Records from a data collection:
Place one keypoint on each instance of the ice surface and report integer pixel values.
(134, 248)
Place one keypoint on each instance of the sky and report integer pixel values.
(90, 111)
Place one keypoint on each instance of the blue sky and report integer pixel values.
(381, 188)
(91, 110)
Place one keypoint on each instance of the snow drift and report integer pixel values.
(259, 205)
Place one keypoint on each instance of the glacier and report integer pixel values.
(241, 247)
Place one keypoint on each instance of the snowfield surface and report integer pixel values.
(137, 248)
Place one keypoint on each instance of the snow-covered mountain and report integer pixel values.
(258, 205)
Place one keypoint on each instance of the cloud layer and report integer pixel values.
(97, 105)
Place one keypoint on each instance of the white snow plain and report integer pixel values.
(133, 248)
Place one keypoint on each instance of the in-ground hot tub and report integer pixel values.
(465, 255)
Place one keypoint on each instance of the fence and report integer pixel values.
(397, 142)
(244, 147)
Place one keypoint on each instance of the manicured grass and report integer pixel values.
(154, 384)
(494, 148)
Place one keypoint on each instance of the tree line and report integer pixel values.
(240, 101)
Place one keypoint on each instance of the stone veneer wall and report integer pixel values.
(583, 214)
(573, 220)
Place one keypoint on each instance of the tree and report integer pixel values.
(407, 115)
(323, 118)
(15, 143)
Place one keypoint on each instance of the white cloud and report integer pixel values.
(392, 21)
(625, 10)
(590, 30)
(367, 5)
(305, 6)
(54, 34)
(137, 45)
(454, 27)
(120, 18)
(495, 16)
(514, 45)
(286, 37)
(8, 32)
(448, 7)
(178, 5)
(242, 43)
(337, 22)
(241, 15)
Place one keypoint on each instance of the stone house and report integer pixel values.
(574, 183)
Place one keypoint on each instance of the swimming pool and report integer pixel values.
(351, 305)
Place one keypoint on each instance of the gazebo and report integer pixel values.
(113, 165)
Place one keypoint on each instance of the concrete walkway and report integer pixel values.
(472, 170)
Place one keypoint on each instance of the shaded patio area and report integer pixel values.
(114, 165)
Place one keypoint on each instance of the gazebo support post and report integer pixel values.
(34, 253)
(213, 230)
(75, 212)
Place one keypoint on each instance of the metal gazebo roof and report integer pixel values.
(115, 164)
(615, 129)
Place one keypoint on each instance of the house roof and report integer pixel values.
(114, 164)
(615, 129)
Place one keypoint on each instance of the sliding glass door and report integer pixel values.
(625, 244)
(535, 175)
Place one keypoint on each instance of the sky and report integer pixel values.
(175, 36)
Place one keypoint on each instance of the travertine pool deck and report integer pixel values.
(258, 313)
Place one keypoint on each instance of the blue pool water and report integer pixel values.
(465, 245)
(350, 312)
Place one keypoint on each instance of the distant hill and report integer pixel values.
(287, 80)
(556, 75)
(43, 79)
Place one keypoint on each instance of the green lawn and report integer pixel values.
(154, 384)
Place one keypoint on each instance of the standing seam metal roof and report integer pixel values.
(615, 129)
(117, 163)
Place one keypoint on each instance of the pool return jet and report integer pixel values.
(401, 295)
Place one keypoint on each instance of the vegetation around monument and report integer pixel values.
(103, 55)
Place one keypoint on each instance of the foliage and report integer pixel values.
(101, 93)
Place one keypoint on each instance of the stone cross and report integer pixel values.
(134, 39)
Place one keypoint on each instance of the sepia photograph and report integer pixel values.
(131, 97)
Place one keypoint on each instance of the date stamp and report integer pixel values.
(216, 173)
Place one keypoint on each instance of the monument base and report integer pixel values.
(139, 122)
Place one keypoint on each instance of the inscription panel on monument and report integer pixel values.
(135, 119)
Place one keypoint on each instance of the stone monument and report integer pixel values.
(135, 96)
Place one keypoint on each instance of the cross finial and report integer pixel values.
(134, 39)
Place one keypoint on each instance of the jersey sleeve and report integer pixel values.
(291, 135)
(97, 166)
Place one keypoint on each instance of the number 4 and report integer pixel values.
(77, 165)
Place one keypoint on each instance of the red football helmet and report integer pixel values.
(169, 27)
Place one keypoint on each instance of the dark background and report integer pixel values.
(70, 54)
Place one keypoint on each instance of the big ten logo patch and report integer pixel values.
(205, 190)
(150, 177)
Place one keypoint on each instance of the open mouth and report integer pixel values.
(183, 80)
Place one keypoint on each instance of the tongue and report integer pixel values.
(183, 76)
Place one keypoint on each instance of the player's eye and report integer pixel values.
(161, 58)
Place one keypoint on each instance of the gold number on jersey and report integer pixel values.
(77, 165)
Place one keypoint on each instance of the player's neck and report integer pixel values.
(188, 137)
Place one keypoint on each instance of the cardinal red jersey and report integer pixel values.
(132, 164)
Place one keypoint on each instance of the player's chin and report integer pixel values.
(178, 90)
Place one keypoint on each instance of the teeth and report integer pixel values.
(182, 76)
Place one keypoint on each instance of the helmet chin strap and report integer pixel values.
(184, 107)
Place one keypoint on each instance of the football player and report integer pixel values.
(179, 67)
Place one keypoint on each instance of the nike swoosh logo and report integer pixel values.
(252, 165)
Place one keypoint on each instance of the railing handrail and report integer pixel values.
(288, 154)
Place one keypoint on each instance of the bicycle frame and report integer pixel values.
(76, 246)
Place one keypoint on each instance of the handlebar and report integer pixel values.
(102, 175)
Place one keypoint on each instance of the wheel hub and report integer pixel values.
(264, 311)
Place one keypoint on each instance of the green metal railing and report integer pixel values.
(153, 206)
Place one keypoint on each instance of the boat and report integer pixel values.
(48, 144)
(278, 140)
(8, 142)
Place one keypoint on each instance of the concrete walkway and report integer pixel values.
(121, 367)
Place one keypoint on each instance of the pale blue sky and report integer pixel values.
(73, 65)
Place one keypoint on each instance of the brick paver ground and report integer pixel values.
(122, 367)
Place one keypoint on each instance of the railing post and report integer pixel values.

[Written request] Write out the full listing exactly as given.

[Completed exercise]
Place one keypoint on each instance of the ice surface and report integer pixel values.
(134, 248)
Place one keypoint on each instance of the sky and report integer pixel values.
(90, 111)
Place one keypoint on each instance of the blue sky and report integer pixel values.
(381, 188)
(91, 110)
Place one keypoint on each instance of the snow drift and report integer pixel values.
(259, 205)
Place one keypoint on each instance of the glacier and report integer pixel values.
(241, 247)
Place one keypoint on each instance of the snowfield surface and report integer pixel values.
(137, 248)
Place one keypoint on each instance of the snow-covered mountain and report integer pixel values.
(258, 205)
Place one keypoint on each instance of the cloud layer and report integer pixel values.
(97, 105)
Place one keypoint on each instance of the white snow plain and report integer pixel values.
(133, 248)
Place one keypoint on each instance of the in-ground hot tub and report integer pixel values.
(465, 255)
Place one keypoint on each instance of the fence and report integer pixel values.
(397, 142)
(244, 147)
Place one keypoint on each instance of the manicured grass and report integer pixel values.
(154, 384)
(494, 148)
Place one keypoint on each instance of the tree line and report integer pixel values.
(240, 101)
Place one keypoint on each instance of the stone veneer wall and report integer pixel values.
(583, 214)
(573, 220)
Place one keypoint on each instance of the tree and report integer pixel values.
(407, 115)
(323, 118)
(15, 143)
Place one keypoint on each instance of the white cloud and report integer pixel values.
(392, 21)
(625, 10)
(590, 30)
(367, 5)
(305, 6)
(54, 34)
(137, 45)
(454, 27)
(120, 18)
(495, 16)
(514, 45)
(286, 37)
(8, 32)
(448, 7)
(178, 5)
(242, 43)
(337, 22)
(241, 15)
Place one keypoint on each instance of the stone house and report integer pixel values.
(574, 183)
Place one keypoint on each instance of the swimming pool and report integer pixel values.
(351, 305)
Place one keypoint on each instance of the gazebo and report integer pixel values.
(113, 165)
Place one keypoint on each instance of the concrete walkway and report integer pixel values.
(472, 170)
Place one keypoint on each instance of the shaded patio area and report integer pixel values.
(114, 165)
Place one keypoint on each instance of the gazebo support post and report integer pixel values.
(34, 253)
(213, 230)
(75, 212)
Place one keypoint on each instance of the metal gazebo roof and report integer pixel values.
(115, 164)
(615, 129)
Place one keypoint on each instance of the house roof and report integer pixel values.
(114, 164)
(615, 129)
Place one keypoint on each instance of the sliding glass door and report integer pixel values.
(625, 244)
(535, 175)
Place one keypoint on each instance of the sky and report integer pixel values.
(175, 36)
Place one keypoint on each instance of the travertine pool deck and report integer pixel values.
(258, 313)
Place one keypoint on each instance of the blue pool water and report integer pixel values.
(465, 245)
(350, 312)
Place one keypoint on each instance of the distant hill and report integer pixel values.
(287, 80)
(556, 75)
(43, 79)
Place one keypoint on each instance of the green lawn and report integer pixel values.
(154, 384)
Place one keypoint on each instance of the standing seam metal roof and report integer pixel values.
(615, 129)
(117, 163)
Place one keypoint on each instance of the pool return jet and report integer pixel values.
(401, 295)
Place one keypoint on each instance of the vegetation around monument and report integer pixel values.
(103, 55)
Place one keypoint on each instance of the foliage and report integer pixel values.
(101, 93)
Place one keypoint on each instance of the stone cross and report integer pixel values.
(134, 39)
Place one keypoint on each instance of the sepia photograph and report integer pixel values.
(131, 97)
Place one keypoint on each instance of the date stamp and report integer pixel values.
(216, 173)
Place one keypoint on each instance of the monument base and report integer pixel values.
(139, 122)
Place one keypoint on each instance of the inscription panel on monument and report integer pixel values.
(135, 119)
Place one keypoint on each instance of the stone monument and report integer pixel values.
(135, 96)
Place one keypoint on each instance of the cross finial and report integer pixel values.
(134, 39)
Place one keypoint on each instance of the jersey sleeve and report integer pixel values.
(291, 135)
(97, 166)
Place one keypoint on each instance of the number 4 and report integer pixel values.
(77, 165)
Place one keypoint on each instance of the red football helmet and report integer pixel values.
(169, 27)
Place one keypoint on each instance of the dark background and report integer pixel values.
(70, 54)
Place one keypoint on each instance of the big ten logo patch and report integer pixel values.
(205, 190)
(150, 177)
Place one keypoint on each instance of the open mouth and report integer pixel values.
(183, 80)
Place one keypoint on each instance of the tongue and report integer pixel values.
(183, 76)
Place one keypoint on each instance of the player's eye and report integer pixel values.
(161, 58)
Place one keypoint on each instance of the gold number on jersey and report integer pixel values.
(77, 165)
Place one keypoint on each instance of the player's neck and report integer pixel values.
(188, 137)
Place one keypoint on each instance of the cardinal red jersey and report integer pixel values.
(132, 164)
Place one keypoint on each instance of the player's chin and report integer pixel values.
(178, 90)
Place one keypoint on each instance of the teeth and report integer pixel values.
(182, 76)
Place one keypoint on each instance of the helmet chin strap and report integer pixel values.
(184, 107)
Place one keypoint on each instance of the football player and report integer pixel values.
(179, 67)
Place one keypoint on each instance of the nike swoosh logo and report integer pixel values.
(252, 165)
Place one keypoint on each instance of the railing handrail and report integer pixel values.
(288, 154)
Place one keypoint on each instance of the bicycle frame and report integer pixel values.
(76, 246)
Place one keypoint on each instance of the handlebar and report integer pixel values.
(102, 175)
Place one keypoint on each instance of the wheel hub and report integer pixel values.
(264, 311)
Place one keypoint on each instance of the green metal railing and report integer pixel values.
(153, 206)
Place one keypoint on each instance of the boat and report integer pixel values.
(48, 144)
(278, 140)
(8, 142)
Place one keypoint on each instance of the concrete walkway and report integer pixel values.
(121, 367)
Place one keypoint on each instance of the pale blue sky and report integer pixel values.
(73, 65)
Place one keypoint on each instance of the brick paver ground and report integer pixel values.
(122, 367)
Place one keypoint on each instance of the railing post and report integer pixel values.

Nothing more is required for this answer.